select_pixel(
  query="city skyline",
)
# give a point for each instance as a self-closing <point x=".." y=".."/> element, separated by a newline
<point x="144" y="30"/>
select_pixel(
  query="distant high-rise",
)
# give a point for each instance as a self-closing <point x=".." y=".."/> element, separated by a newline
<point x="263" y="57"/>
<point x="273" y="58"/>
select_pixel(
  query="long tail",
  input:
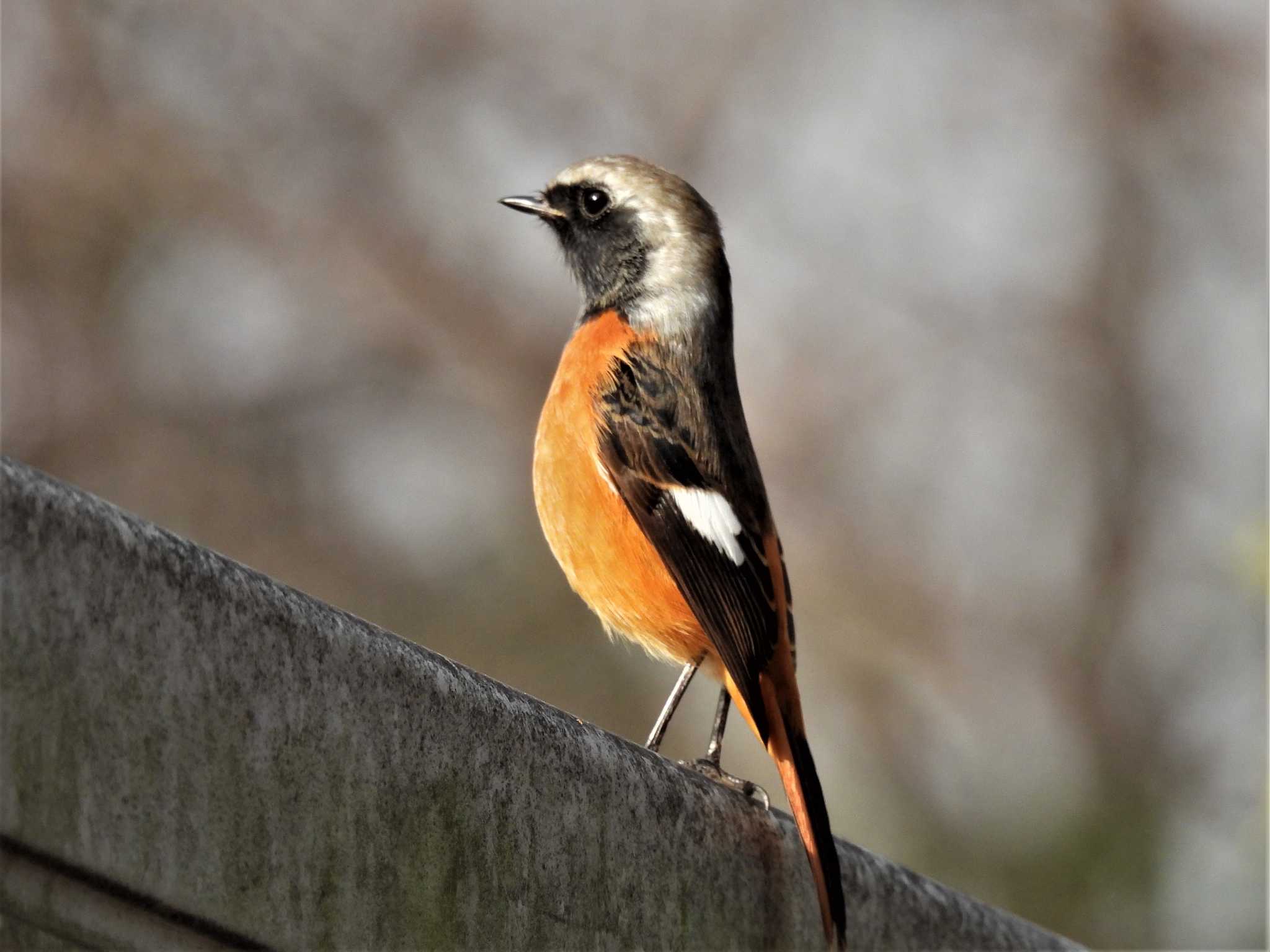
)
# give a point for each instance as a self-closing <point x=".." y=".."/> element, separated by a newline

Task
Read the records above. Show each line that has the string "query".

Response to the exercise
  query="city skyline",
  query="distant high-rise",
  query="long tail",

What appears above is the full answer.